Although he has never designed womenswear in a commercial setting, Slimane has the uncompromising, divine madness that all true creators must have and that is probably justification enough for the appointment. Nevertheless, it still leaves open the question: what exactly is PPR, which owns YSL, looking to achieve? I suspect the appointment has been made based on the undoubted cool of Mr. Slimane and the immense cult following he generated for Dior Homme, although he didn't always manage transform this adulation into convincing sales.

It is pleasing to see that, after the trauma at Alexander McQueen, Sarah Burton has not only managed to develop Lee's original aesthetic on which she worked from the very first years of the label, but to also inject her own point of view. She was, of course, also helped by a massively successful museum exhibition and a certain royal wedding, but it seems that Burton is well-settled and the McQueen label is in highly capable and safe hands.

Indeed, it must be hard for LVMH chief Bernard Arnault not to look wistfully across the Channel. And why not? After all, look at Chanel, Vionnet and Schiaparelli. Maybe it is female designers who will lead us out of the current doldrums.

At Celine, Phoebe Philo has managed to please women who want beautiful clothes in fabulous materials. These are clearly not meant to be statement clothes and are very much loved by many precisely for that reason. Indeed, they are an interlude of calm breathing in a fashion world gasping for breath. But not even the greatest Celine fan could claim they are an indication of the future of high fashion. They are rather more like a remake of a classic film, and we all know they are never quite as good as the original

And so we come to the tragic case of Dior. And it is tragic on more levels than one: that a label needs a designer and that a man, for all his transgressions, needs a job. Fashion needs that man. To insert Bill Gaytten — an undisputedly brilliant technician, but not a designer — into the gap at Dior can be nothing but a temporary solution. It’s high time this gap was closed. But why not with somebody young and untested, as Yves Saint Laurent was when he took over the reins at Dior at the tender age of twenty-one and went on to revolutionise women’s clothes? I still believe that designers with genius and courage, traits which are invariably independent of age, are more likely to thrive at a grand Paris label than at brands in any of the world’s other fashion capitals at this point.

Source data:
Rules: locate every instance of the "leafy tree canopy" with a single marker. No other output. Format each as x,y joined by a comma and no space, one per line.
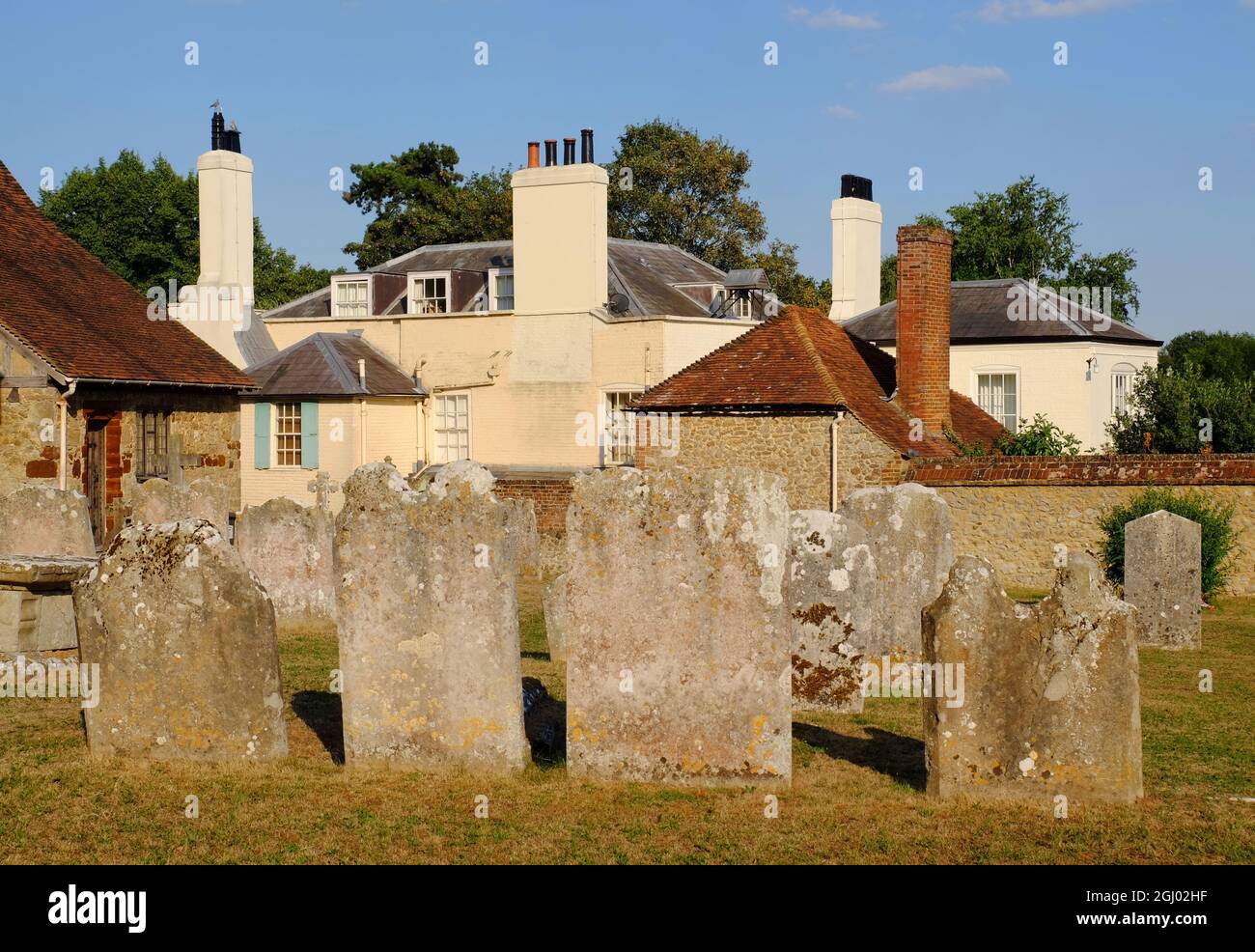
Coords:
1025,231
143,224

Request 1: Please reproduce the passage of the fashion commentary above, starting at "Indeed, it must" and ending at "the current doldrums.".
Request 2: Carry the fashion commentary above forward from its final sentence.

Reply 1:
Indeed, it must be hard for LVMH chief Bernard Arnault not to look wistfully across the Channel. And why not? After all, look at Chanel, Vionnet and Schiaparelli. Maybe it is female designers who will lead us out of the current doldrums.

Reply 2:
And finally, how does a Riccardo Tisci happen? I am sure that every fashion CEO would love to know. Over a period of many years, this man has made Givenchy his own, as successfully as Galliano shaped Dior. Is it because LVMH was as bored as all of us with the succession of glittering entrances and quick exits of so many hopefuls at the label? Galliano, McQueen and MacDonald all came and went shockingly fast. And none of them were able to make the house's aesthetic their own, due to lack of strength or time, or both.

But Tisci has done just that. And he has done so by working cautiously, and even modestly, to develop his unique sensibility and take us on the journey with him. Dangerous as it is to predict even one season ahead in a world as volatile as fashion, I am convinced he will stay where he is, until he wishes to leave. What could a man like Riccardo Tisci not produce if he had the same sort of long innings at Givenchy as Galliano had at Dior?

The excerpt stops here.